* Objective: Repeat every record exactly, but keep images out of the copy.

* Excerpted data:
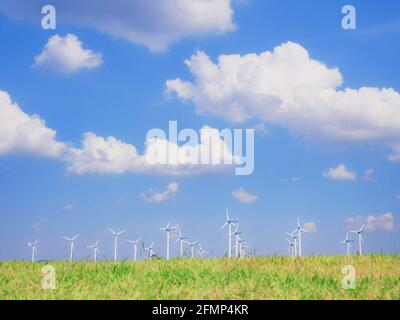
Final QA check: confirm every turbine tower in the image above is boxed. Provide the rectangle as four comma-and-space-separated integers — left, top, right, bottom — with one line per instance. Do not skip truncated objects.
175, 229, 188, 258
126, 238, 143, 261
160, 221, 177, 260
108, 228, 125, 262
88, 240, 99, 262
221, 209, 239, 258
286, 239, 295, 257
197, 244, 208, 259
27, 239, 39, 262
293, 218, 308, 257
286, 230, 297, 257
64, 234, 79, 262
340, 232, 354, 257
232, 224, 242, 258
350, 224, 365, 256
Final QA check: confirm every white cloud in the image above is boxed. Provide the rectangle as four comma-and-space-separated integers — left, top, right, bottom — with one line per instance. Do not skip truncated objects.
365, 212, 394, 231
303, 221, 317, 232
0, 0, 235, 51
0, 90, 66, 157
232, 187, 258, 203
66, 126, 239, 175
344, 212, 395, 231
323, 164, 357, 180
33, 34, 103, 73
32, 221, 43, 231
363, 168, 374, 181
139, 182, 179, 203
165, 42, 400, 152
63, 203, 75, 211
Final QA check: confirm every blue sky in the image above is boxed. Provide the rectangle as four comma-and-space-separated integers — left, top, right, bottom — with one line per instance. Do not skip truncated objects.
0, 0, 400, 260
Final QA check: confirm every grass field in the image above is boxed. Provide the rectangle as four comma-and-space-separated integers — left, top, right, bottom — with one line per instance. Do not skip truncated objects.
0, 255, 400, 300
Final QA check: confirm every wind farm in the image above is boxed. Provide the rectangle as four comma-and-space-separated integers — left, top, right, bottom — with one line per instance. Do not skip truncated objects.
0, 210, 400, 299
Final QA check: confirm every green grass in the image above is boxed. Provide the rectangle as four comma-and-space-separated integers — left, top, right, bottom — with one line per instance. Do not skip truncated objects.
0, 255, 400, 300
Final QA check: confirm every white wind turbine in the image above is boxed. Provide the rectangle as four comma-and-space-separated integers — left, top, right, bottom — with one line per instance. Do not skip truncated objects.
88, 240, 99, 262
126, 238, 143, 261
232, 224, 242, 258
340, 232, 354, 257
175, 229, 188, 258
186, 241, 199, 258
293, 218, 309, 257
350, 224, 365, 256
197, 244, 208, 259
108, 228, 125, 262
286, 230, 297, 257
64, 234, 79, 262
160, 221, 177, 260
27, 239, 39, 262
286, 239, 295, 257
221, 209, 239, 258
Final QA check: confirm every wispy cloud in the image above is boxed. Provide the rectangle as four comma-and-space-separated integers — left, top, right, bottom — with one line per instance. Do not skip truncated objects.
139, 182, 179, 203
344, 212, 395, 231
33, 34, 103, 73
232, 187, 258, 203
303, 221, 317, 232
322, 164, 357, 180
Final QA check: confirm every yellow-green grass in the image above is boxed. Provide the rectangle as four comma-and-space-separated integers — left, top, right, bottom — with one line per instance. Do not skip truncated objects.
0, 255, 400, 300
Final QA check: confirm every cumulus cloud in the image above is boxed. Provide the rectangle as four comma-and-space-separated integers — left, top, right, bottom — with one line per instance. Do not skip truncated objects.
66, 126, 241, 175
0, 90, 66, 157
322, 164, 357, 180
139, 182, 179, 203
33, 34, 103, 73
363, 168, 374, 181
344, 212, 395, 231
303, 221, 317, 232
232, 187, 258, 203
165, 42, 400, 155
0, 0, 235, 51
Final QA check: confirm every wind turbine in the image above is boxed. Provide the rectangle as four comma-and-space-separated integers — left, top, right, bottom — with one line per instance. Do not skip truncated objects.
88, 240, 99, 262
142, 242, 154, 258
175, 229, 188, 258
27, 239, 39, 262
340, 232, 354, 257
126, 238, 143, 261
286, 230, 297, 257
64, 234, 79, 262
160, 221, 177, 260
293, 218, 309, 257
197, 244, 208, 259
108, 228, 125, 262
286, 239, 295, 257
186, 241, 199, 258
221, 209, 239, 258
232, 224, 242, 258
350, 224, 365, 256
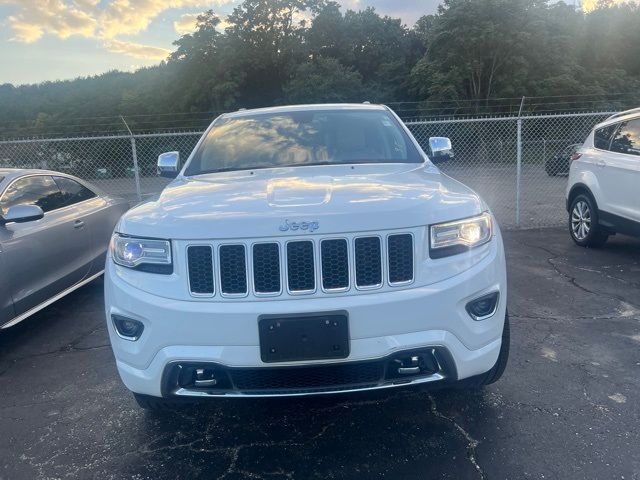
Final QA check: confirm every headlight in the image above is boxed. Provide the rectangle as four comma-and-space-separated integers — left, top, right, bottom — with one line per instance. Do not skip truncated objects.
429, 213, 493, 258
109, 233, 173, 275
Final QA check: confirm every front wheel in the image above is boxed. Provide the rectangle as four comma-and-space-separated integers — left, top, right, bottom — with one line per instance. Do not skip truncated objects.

* Answer to the problem:
Final QA check: confirm every turbine tower in the image above is boxed. Provide the rectangle as four comma-and-space-separated integers — left, top, right, bottom — with one line per instance. Do not skip truncated objects.
175, 229, 188, 258
126, 238, 143, 261
160, 221, 177, 260
108, 228, 125, 262
88, 240, 99, 262
221, 209, 239, 258
286, 239, 295, 257
197, 244, 208, 259
27, 239, 39, 262
293, 218, 308, 257
286, 230, 297, 257
64, 234, 79, 262
340, 232, 354, 257
232, 224, 242, 258
350, 224, 365, 256
Final QA check: confirm every white cloud in the image above is boxed. Provide the rectangle as four comma-and-space-separated integers — left, top, right, bottom — with one line per instance. Do not skip truncated objects.
365, 212, 394, 231
303, 221, 317, 232
0, 0, 235, 51
0, 90, 66, 157
232, 187, 258, 203
66, 126, 239, 175
344, 212, 395, 231
323, 164, 357, 180
33, 34, 103, 73
32, 221, 43, 231
363, 168, 374, 181
139, 182, 179, 203
165, 42, 400, 152
63, 203, 75, 211
Final QA check: confirm every blue sky in the image above is boxed. Provide the rectangle as four comma-and-space-separated integers — left, top, right, bottom — with one line per instance. Do not skip truncated objects.
0, 0, 400, 260
Final QA check: confirm every grass field in the image above is boxed. Provide the rectangle as four comma-and-space-separated integers — left, top, right, bottom — with one line per instance. Do not skip truncated objects.
0, 255, 400, 300
Final QA check: confirm every wind farm in the image above is boxed. Provide the rectangle as four comma-and-space-separated integers — left, top, right, bottom — with one line per instance. Do not skip truncated objects.
0, 210, 400, 299
Final QA check: confirm every green grass in the image above is boxed. Provide the rectangle as four comma-and-space-separated integers — left, top, right, bottom — with one line per instance. Do not skip truncated objects.
0, 255, 400, 300
Final QA check: confirm every white wind turbine in the image above is boxed. Provide the rectangle as four comma-and-space-separated integers — left, top, right, bottom — with one line per instance. Do not skip truncated objects.
88, 240, 99, 262
126, 238, 143, 261
232, 224, 242, 258
340, 232, 354, 257
175, 229, 188, 258
186, 241, 199, 258
293, 218, 309, 257
350, 224, 365, 256
197, 244, 208, 259
108, 228, 125, 262
286, 230, 297, 257
64, 234, 79, 262
160, 221, 177, 260
27, 239, 39, 262
286, 239, 295, 257
221, 209, 239, 258
Final QA check: confirm every wispy cloud in the image above is boxed. Provide the rectangle as four comma-and-space-separated integers — left, top, right, bottom — with one line per instance. Do not skip truncated objects.
139, 182, 179, 203
344, 212, 395, 231
33, 34, 103, 73
232, 187, 258, 203
303, 221, 317, 232
322, 164, 357, 180
Final QA check: confirm every yellow-green grass in the image above is boxed. Provide the rectangle as four comma-and-space-separated integers — left, top, right, bottom — with one line per instance. Do not skip truncated objects.
0, 255, 400, 300
Final QA check: confirm every cumulus cloud in the image above is boxed. Provide the rectangle as four comma-and-space-separated integers — left, top, right, bottom — with one line per instance. Do not skip truncated objects.
66, 126, 241, 175
0, 90, 66, 157
322, 164, 357, 180
139, 182, 179, 203
33, 34, 103, 73
363, 168, 374, 181
344, 212, 395, 231
303, 221, 317, 232
232, 187, 258, 203
165, 42, 400, 155
0, 0, 235, 51
Final QA check: confirm every wind turbine in the image above is boxed. Provide the rectangle as four comma-and-space-separated integers — left, top, right, bottom — with one line per instance. Do not skip truncated objects.
88, 240, 99, 262
142, 242, 154, 258
175, 229, 188, 258
27, 239, 39, 262
340, 232, 354, 257
126, 238, 143, 261
286, 230, 297, 257
64, 234, 79, 262
160, 221, 177, 260
293, 218, 309, 257
197, 244, 208, 259
108, 228, 125, 262
286, 239, 295, 257
186, 241, 199, 258
221, 209, 239, 258
232, 224, 242, 258
350, 224, 365, 256
Final QA check: confirm every headlight in the image above is boxed. Provide the rectangle as four comma-and-space-separated integers — left, top, right, bottom — with one line per instance. Do not skip truncated objects.
429, 213, 493, 258
109, 233, 173, 275
Final QA check: confirm every front wheel in the image above is boxed. Provide the rectangle as four comma-and-space-separated integers — left, top, right, bottom — with one line per instance. Do not skip truncated objects.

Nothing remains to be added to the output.